### Extract
+++

The Macro Outlook: A Divided FOMC and the US Labor Market
The key events shaping the w/c 3 November 2025: US labor market data for Oct, RBA & BoE meetings, PMIs for Oct.
Recap from last week: Review of FOMC, BoC, ECB, and BoJ Decisions
While last week’s central bank decisions played out mostly as expected, the FOMC decision was the highlight. It introduced a notable shift in guidance for Dec and revealed an FOMC divided on the outlook. The Australian Q3 CPI was much higher than expected, with implications for the RBA meeting this week. Finally, the meeting and agreement between US President Trump and Chinese President Xi provided a more constructive geopolitical backdrop for now.
FOMC: Shifts Guidance for Dec
The FOMC cut by 25bps last week, with the decision remaining in the realm of a ‘risk management’ cut, given the rising downside risks to the labor market noted at the Sept meeting. The Fed also announced the end of QT next month. The Fed Chair continued to emphasize the challenging situation of “no risk-free path” as the Committee navigates the tension between its employment and inflation goals.

+++

### Record list
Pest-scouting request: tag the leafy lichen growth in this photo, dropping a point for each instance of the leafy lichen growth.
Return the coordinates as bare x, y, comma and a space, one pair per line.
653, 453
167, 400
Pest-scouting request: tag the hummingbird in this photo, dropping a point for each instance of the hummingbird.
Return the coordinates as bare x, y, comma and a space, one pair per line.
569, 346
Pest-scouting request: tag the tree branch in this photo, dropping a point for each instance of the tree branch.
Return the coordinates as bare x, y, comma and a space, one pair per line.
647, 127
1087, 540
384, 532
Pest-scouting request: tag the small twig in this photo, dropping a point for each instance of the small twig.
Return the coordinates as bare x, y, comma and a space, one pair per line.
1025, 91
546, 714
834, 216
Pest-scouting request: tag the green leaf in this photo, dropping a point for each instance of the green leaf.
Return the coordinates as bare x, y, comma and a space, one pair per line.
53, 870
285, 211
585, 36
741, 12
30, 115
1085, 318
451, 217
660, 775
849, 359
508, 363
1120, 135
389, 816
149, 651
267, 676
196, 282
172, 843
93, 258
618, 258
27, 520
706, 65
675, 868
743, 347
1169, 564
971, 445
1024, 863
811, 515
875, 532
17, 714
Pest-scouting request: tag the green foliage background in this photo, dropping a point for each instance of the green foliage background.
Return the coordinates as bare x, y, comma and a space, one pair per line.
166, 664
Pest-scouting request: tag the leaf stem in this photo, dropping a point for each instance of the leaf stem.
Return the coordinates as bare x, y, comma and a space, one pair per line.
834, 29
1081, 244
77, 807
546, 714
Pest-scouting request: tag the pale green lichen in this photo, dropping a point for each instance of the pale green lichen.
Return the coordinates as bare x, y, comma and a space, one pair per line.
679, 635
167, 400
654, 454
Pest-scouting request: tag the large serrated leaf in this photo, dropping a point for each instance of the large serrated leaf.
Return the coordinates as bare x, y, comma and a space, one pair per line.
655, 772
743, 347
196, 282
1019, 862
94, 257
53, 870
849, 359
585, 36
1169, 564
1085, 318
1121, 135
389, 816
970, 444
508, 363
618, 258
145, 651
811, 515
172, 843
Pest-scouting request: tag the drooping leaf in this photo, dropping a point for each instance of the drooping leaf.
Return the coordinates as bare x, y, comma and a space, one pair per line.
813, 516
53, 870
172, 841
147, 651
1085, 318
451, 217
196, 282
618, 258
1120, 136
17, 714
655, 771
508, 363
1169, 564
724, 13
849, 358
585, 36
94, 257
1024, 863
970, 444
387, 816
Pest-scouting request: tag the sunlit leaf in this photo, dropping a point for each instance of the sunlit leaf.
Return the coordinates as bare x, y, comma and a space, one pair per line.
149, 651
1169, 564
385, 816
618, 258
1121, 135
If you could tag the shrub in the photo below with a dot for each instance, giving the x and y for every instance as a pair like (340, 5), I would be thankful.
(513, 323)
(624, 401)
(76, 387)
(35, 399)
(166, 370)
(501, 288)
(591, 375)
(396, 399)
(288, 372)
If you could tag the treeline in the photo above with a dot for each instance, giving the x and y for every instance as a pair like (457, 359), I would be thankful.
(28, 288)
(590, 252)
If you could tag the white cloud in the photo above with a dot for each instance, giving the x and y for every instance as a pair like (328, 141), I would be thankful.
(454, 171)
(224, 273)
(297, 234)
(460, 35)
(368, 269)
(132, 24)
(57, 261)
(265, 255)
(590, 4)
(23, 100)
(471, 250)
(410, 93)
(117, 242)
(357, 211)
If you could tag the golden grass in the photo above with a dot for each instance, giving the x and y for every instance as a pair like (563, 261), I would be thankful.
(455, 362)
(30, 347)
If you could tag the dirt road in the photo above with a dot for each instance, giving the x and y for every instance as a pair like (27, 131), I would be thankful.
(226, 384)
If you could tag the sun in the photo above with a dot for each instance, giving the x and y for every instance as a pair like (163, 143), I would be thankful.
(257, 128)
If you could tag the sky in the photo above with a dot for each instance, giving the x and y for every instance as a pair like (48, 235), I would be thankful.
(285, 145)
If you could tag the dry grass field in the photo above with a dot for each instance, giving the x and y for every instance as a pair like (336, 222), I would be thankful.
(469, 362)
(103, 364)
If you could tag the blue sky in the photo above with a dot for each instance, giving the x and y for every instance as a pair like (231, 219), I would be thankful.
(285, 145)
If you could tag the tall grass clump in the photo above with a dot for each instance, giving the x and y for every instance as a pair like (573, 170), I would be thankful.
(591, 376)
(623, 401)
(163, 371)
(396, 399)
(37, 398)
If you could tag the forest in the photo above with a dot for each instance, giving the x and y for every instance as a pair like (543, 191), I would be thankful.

+++

### Jobs
**A.** According to the macro outlook, by how much did the FOMC cut last week?
**B.** Please rewrite the paragraph of the macro outlook beginning "While last week’s central bank decisions" as a short list, keeping its main facts.
The material has no role in this work.

### Solutions to the tasks
**A.** By 25bps.

**B.**
- Last week's central bank decisions were mostly as expected, with the FOMC decision as the highlight.
- The FOMC notably shifted its guidance for Dec and showed divided views on the outlook.
- Australian Q3 CPI came in much higher than expected, with implications for this week's RBA meeting.
- The meeting and agreement between US President Trump and Chinese President Xi gave a more constructive geopolitical backdrop for now.